> _PAGE EXCERPT_:

Oh, of course I have that Butterfly too. I'd forgotten he was the Sharpless on it.


----------



## DavidA (Dec 14, 2012)

wkasimer said:


> *"Paging Mr. Tibbett..."*
> 
> That little tweak aside, Panerai was a superb baritone, one of the rare singers as comfortable in Mozart as he was in Verdi and verismo.


Tibbett was a noted Ford but did he record the part?


----------



## wkasimer (Jun 5, 2017)

DavidA said:


> Tibbett was a noted Ford but did he record the part?







Tibbett created a sensation at the Met in 1925 in role. Until that performance, he was virtually unknown, but his Ford completely overshadowed the Falstaff, the veteran Antonio Scotti. IIRC, Scotti didn't like being vocally upstaged, and refused to share the stage with Tibbett again.


----------



## Woodduck (Mar 17, 2014)

wkasimer said:


> Tibbett created a sensation at the Met in 1925 in role. Until that performance, he was virtually unknown, but his Ford completely overshadowed the Falstaff, the veteran Antonio Scotti. IIRC, Scotti didn't like being vocally upstaged, and refused to share the stage with Tibbett again.


Scotti was nearing 60 then. He'd had a fine career, so he must have been an awfully insecure fellow to be envious of a young singer like Tibbett.


----------



## Revitalized Classics (Oct 31, 2018)

A project I've been working on is remastering Donizetti's Lucia di Lammermoor from Berlin in 1955.

This is a sample to let you hear Rolando Panerai's dramatic performance from Act One Scene One: I wanted to celebrate him somehow, since I've been thinking on how much he contributed to a lot of recordings that I admire.





Tu sei turbato! (Starts 00:00)
Cruda, funesta smania (Starts 02:54)
La pietade in suo favore (Starts 07:29)

Gaetano Donizetti
Lucia di Lammermoor

Rolando Panerai as Enrico

Mario Carlin as Normanno
Nicola Zaccaria as Raimondo
The Chorus of Teatro alla Scala
The RIAS Sinfonie Orchester Berlin
Herbert von Karajan conducts
Berlin, 29 September 1955
Stereo


----------



## Sieglinde (Oct 25, 2009)

A very long life and career, I remember him being Germont in that "original locations" Traviata, already well into his 70s back then. He was also on the first Trovatore recording I ever acquired, so I have fond memories. A beautiful voice.

Edit: listened to that Lucia video and that unscripted high note? Wow. Never heard it before.


----------

> _TASKS TO COMPLETE_:
**a.** Say whether each statement agrees with the opera forum thread. Answer yes or no, and quote the words from the thread that decide it.
(i) The 1955 Berlin recording of Lucia di Lammermoor is in mono.
(ii) Rolando Panerai sang Enrico in that recording.
(iii) Antonio Scotti was in his thirties when Tibbett sang Ford at the Met in 1925.
**b.** Answer these questions from the opera forum thread:
(i) Who conducts the 1955 Berlin Lucia di Lammermoor?
(ii) What role did Panerai sing in the "original locations" Traviata?
(iii) Who sang Falstaff in the 1925 Met performance where Tibbett sang Ford?

> _SUPPLIED RECORDS_:
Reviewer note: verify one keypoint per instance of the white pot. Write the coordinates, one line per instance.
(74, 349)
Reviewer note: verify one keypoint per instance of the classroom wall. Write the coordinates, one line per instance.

==

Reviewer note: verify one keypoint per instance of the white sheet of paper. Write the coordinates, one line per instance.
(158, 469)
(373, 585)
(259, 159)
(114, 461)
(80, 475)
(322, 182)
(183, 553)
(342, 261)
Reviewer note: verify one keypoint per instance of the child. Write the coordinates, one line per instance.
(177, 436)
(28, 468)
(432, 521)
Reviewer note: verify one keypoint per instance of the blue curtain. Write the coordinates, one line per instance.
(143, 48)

> _ANSWERS BY TASK_:
**a.**
(i) No: "Stereo"
(ii) Yes: "Rolando Panerai as Enrico"
(iii) No: "Scotti was nearing 60 then."

**b.**
(i) Herbert von Karajan
(ii) Germont
(iii) Antonio Scotti